_EXERCISE INSTRUCTIONS_
Write out every row below again, swapping "Please determine whether" for "Check whether" and changing nothing else. Leave the pictures out.

Box annotations for photos
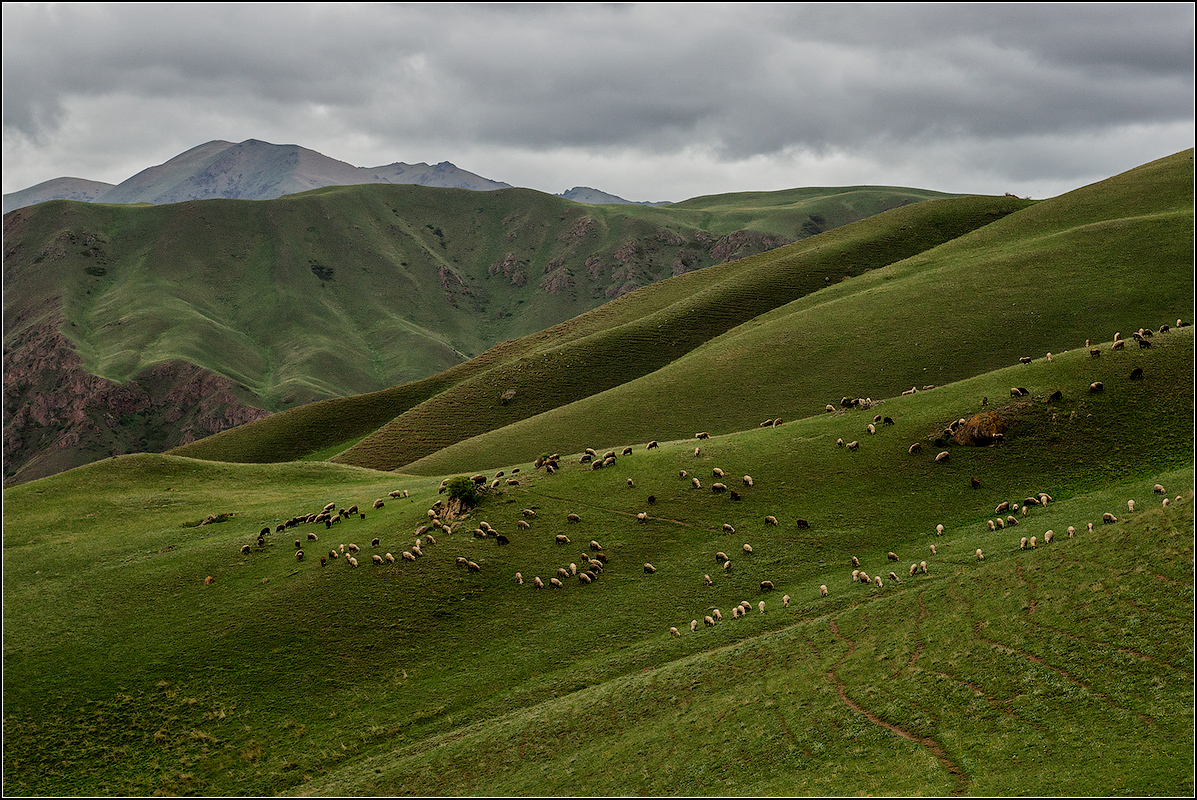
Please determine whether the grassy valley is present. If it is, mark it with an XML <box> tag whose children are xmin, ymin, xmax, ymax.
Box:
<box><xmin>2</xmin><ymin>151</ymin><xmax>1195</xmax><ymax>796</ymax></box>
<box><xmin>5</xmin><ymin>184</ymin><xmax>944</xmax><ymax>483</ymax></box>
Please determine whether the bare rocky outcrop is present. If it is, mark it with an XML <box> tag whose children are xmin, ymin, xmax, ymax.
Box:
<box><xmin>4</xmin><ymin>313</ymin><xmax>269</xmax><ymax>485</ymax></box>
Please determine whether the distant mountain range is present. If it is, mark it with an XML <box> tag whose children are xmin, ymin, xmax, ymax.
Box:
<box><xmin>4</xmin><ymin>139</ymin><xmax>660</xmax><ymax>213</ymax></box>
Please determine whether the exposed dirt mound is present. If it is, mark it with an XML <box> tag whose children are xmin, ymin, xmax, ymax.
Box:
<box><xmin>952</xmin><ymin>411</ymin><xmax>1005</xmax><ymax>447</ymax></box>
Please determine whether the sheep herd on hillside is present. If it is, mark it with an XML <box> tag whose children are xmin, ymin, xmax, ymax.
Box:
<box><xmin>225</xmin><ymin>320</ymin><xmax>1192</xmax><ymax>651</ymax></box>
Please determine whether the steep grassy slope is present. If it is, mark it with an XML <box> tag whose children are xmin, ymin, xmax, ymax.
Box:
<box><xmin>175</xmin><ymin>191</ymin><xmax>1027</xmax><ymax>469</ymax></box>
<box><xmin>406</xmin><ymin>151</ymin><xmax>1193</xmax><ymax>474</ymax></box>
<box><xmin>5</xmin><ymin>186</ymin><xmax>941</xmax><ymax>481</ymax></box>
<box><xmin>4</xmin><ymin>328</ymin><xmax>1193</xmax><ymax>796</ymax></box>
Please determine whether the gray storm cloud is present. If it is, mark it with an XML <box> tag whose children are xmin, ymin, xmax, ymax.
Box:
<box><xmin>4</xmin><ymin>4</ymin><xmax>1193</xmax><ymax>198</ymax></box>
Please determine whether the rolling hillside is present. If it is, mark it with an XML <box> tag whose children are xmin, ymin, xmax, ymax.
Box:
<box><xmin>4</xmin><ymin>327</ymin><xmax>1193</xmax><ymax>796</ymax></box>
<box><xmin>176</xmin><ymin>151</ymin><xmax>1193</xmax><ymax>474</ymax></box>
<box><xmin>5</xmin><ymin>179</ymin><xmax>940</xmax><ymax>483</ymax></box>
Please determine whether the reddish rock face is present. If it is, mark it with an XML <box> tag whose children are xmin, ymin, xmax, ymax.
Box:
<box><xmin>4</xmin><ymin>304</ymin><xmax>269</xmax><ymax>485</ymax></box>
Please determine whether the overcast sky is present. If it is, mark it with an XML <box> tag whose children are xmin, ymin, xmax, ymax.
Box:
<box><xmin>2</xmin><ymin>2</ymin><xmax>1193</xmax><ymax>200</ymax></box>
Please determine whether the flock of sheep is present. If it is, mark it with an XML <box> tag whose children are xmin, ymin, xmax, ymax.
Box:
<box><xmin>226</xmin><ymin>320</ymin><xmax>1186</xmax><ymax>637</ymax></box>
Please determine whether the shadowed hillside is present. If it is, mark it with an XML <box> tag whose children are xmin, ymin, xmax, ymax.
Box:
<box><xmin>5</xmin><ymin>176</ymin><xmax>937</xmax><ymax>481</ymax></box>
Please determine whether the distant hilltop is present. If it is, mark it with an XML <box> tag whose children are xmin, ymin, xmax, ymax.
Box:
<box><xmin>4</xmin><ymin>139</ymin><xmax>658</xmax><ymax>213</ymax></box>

_RESPONSE TO THE EXERCISE_
Check whether the grassy valley is present. If it is, mark it with an XML <box> tag whose children are xmin, ymin, xmax, ymax.
Box:
<box><xmin>2</xmin><ymin>151</ymin><xmax>1195</xmax><ymax>796</ymax></box>
<box><xmin>5</xmin><ymin>184</ymin><xmax>944</xmax><ymax>483</ymax></box>
Check whether the bare rocky outcrop is present. If it is, mark it with an XML <box> tag whose children are xmin, ymin, xmax, ymax.
Box:
<box><xmin>4</xmin><ymin>313</ymin><xmax>269</xmax><ymax>485</ymax></box>
Check whether the distant mountain range is present. If it is, mark it with an XML <box> tag whose children are xmin, ymin, xmax, ymax.
Box:
<box><xmin>4</xmin><ymin>139</ymin><xmax>660</xmax><ymax>213</ymax></box>
Check whether the exposed dirt mound is present. If it is, mark it with an XML <box> tag whose children are xmin, ymin, xmax, ymax.
Box:
<box><xmin>952</xmin><ymin>411</ymin><xmax>1005</xmax><ymax>447</ymax></box>
Check whether the sheep herd on hillside is present. If it is, mark it with an XML <box> tag whose children are xmin, ymin, xmax, ymax.
Box:
<box><xmin>225</xmin><ymin>320</ymin><xmax>1192</xmax><ymax>651</ymax></box>
Check whether the steep grassy slope is present. If it is, mark it with an XML <box> tag whose children are xmin, ymin, xmax, ymax.
Box:
<box><xmin>175</xmin><ymin>191</ymin><xmax>1027</xmax><ymax>469</ymax></box>
<box><xmin>406</xmin><ymin>151</ymin><xmax>1193</xmax><ymax>474</ymax></box>
<box><xmin>5</xmin><ymin>186</ymin><xmax>941</xmax><ymax>481</ymax></box>
<box><xmin>4</xmin><ymin>328</ymin><xmax>1193</xmax><ymax>796</ymax></box>
Check whether the gray storm cloud is present. If it is, mark it with an XML <box> tag whose children are xmin, ymin, xmax, ymax.
Box:
<box><xmin>4</xmin><ymin>4</ymin><xmax>1193</xmax><ymax>198</ymax></box>
Check whether the rolling hillside is present. If it is, mark it with an XML <box> tag whose children are xmin, ymin, xmax, ymax.
Box:
<box><xmin>4</xmin><ymin>327</ymin><xmax>1193</xmax><ymax>796</ymax></box>
<box><xmin>176</xmin><ymin>151</ymin><xmax>1193</xmax><ymax>474</ymax></box>
<box><xmin>5</xmin><ymin>179</ymin><xmax>940</xmax><ymax>483</ymax></box>
Check whether the reddish rock face is present. If it is, mark it with an XML <box> tag whose children are xmin, ymin, xmax, ymax.
Box:
<box><xmin>4</xmin><ymin>304</ymin><xmax>269</xmax><ymax>485</ymax></box>
Check whether the overcast sky is present. If it is, mark it with an XML <box> tag whose children are xmin, ymin, xmax, ymax.
Box:
<box><xmin>2</xmin><ymin>2</ymin><xmax>1193</xmax><ymax>200</ymax></box>
Check whether the flock of sheep is present. If it is, mark it with an XML <box> tag whose children are xmin, ymin, xmax, ymax.
Box:
<box><xmin>226</xmin><ymin>320</ymin><xmax>1186</xmax><ymax>637</ymax></box>
Check whether the shadowed hillside is present. If it is, mark it with an XML <box> tag whose children are xmin, ymin, xmax, ymax.
Box:
<box><xmin>5</xmin><ymin>176</ymin><xmax>937</xmax><ymax>481</ymax></box>
Check whether the distant hilltop is present. If it is, mark it with an XML <box> tag whose children are xmin, ymin, xmax, ymax.
Box:
<box><xmin>4</xmin><ymin>139</ymin><xmax>658</xmax><ymax>213</ymax></box>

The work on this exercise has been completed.